— begin MATERIAL SHOWN —

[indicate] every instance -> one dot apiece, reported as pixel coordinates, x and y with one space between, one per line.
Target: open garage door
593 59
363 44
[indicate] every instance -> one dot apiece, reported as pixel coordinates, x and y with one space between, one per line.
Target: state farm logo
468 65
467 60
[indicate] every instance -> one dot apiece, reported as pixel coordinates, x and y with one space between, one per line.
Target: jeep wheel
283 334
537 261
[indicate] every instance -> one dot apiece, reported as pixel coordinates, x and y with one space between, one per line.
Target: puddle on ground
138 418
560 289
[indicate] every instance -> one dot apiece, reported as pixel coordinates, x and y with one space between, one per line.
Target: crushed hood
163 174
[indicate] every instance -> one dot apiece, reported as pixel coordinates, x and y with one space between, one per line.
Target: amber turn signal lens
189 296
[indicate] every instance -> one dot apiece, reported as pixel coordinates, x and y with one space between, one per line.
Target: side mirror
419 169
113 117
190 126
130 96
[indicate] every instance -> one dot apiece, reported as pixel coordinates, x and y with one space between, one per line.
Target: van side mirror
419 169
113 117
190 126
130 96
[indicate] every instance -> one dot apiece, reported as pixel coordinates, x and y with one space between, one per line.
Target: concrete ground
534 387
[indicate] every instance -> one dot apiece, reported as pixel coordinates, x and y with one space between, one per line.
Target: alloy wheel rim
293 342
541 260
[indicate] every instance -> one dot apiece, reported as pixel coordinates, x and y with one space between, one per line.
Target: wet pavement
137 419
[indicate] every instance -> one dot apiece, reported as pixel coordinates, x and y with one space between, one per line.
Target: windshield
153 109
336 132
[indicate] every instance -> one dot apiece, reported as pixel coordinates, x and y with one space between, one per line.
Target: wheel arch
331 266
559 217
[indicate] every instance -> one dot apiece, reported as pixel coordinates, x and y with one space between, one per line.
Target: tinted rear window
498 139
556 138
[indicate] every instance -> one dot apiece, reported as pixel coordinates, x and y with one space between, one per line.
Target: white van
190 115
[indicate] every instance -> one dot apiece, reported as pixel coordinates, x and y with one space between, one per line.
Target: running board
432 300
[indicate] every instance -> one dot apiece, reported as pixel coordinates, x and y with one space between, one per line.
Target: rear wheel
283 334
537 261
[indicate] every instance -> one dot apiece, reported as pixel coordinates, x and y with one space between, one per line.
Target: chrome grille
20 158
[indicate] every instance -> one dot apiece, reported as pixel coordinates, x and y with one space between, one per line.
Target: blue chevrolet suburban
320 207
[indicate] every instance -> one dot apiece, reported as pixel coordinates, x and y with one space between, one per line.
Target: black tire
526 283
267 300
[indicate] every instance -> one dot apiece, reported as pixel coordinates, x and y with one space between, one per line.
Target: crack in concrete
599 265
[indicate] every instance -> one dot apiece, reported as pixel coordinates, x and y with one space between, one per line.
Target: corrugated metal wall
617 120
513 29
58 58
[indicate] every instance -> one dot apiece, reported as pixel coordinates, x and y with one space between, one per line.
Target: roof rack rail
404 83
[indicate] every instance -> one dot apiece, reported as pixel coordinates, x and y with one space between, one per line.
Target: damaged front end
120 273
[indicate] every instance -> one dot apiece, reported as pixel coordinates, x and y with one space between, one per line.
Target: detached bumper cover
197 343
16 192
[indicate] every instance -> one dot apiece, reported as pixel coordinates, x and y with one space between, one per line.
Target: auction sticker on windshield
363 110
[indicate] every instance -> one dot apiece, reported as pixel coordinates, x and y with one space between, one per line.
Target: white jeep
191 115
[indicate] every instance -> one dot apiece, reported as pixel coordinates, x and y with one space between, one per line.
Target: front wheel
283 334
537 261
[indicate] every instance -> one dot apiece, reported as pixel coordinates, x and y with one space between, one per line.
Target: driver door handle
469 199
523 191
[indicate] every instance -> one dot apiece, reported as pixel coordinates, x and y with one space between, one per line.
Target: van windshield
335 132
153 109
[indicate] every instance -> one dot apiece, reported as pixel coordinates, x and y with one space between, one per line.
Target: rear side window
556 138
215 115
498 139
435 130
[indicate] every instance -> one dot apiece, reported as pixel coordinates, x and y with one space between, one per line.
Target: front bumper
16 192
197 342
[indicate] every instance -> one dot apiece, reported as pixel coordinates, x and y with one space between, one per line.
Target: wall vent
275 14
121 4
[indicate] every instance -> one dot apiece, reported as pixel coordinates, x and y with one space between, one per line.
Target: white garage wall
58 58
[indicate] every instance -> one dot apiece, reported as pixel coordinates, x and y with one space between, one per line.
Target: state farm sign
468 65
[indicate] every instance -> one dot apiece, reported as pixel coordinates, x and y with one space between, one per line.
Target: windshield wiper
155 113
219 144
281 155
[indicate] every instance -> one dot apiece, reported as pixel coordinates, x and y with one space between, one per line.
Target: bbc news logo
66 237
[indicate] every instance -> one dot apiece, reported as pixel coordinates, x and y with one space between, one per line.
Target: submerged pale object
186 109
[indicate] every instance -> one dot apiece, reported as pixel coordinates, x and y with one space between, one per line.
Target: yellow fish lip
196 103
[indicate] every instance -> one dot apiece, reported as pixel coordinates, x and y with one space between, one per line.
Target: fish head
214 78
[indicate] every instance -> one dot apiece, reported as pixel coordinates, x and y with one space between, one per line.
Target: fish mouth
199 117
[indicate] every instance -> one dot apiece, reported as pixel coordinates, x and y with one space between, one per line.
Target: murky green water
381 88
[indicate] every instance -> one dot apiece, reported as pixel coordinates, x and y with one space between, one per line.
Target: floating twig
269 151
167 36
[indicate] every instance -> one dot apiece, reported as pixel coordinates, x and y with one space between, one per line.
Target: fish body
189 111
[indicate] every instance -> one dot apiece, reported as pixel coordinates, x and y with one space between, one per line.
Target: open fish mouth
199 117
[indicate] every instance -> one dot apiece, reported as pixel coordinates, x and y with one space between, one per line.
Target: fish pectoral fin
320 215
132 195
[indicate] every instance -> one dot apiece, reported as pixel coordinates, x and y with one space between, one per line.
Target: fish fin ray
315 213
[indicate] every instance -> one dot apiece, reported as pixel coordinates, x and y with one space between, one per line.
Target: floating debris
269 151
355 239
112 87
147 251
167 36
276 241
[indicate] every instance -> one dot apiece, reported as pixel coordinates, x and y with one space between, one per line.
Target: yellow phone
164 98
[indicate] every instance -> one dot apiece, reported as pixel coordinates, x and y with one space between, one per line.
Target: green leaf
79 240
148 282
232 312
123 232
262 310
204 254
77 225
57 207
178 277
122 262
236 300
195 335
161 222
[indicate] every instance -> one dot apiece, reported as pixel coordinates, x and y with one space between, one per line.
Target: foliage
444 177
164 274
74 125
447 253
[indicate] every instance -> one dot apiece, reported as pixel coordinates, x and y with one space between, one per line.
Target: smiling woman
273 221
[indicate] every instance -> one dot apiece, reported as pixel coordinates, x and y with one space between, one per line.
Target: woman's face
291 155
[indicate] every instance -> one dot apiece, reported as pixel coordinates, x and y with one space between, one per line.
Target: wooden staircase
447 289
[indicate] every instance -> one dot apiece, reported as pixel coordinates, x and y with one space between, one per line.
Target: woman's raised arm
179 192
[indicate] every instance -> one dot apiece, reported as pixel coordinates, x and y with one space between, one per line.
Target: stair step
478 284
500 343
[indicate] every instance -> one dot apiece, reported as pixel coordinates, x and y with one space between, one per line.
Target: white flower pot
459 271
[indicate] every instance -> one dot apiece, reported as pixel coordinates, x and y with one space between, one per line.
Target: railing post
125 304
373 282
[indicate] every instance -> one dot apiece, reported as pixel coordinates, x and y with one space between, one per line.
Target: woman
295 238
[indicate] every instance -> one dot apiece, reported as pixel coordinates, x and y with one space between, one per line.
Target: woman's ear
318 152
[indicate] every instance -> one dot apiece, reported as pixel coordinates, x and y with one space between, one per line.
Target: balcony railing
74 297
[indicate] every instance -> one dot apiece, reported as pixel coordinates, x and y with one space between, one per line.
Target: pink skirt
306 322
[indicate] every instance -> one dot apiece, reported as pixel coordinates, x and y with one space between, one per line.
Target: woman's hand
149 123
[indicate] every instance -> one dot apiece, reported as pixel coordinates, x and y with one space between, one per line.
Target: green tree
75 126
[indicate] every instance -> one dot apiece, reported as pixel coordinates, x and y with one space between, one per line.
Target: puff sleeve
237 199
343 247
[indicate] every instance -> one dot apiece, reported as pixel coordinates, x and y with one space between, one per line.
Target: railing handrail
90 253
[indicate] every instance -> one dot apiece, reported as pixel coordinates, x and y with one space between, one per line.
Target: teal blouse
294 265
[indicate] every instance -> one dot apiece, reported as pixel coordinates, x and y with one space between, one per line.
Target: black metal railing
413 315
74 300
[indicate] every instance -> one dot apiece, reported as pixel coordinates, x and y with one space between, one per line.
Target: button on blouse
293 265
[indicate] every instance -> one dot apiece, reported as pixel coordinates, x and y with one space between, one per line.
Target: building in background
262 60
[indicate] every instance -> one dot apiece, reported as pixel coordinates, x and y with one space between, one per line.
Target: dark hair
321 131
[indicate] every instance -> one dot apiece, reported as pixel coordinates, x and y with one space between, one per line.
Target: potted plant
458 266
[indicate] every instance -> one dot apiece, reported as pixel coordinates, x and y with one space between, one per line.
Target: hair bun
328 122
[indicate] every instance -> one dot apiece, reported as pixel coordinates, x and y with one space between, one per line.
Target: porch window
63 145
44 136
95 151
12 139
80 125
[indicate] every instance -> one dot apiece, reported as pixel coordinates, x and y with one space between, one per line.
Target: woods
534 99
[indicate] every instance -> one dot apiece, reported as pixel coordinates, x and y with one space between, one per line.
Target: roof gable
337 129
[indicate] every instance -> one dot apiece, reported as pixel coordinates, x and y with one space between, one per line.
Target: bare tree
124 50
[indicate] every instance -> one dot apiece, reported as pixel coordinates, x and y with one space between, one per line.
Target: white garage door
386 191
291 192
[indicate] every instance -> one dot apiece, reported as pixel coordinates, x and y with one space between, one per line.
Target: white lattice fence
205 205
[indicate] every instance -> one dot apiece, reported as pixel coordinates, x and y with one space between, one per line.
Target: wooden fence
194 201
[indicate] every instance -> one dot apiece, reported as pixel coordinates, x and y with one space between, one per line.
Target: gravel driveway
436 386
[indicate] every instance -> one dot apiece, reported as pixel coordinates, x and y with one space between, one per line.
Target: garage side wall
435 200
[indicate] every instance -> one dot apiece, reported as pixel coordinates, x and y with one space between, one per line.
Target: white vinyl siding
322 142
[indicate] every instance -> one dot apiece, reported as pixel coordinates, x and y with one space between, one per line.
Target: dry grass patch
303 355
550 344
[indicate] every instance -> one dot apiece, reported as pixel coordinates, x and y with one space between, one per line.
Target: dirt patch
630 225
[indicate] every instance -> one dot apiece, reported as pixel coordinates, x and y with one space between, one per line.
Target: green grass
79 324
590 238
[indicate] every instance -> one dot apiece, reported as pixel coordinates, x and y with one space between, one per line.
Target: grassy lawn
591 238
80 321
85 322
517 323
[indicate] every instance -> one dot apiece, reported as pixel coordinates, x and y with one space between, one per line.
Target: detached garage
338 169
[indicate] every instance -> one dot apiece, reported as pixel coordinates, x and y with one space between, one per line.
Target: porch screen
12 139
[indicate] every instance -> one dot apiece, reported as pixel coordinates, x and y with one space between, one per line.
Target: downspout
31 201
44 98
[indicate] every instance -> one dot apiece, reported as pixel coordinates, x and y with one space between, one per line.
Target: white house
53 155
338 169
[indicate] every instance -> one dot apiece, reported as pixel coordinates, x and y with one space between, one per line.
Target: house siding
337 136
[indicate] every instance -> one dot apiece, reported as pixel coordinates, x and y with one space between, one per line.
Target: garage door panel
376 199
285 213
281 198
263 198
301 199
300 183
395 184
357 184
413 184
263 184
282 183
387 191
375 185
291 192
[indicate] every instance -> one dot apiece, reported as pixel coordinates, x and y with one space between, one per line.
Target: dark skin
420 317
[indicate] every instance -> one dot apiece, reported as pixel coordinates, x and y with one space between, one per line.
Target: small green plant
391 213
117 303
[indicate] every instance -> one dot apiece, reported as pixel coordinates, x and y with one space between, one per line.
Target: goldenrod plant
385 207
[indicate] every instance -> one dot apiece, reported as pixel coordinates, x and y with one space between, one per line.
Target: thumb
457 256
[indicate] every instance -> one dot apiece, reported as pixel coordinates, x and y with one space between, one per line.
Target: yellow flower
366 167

— end MATERIAL SHOWN —

WRITTEN REQUEST: Find every line in the items above that contains the string "yellow", matching case exactly, and copy each of those lines.

EXERCISE RESULT:
Target: yellow fish lip
Target: yellow phone
Target: yellow flower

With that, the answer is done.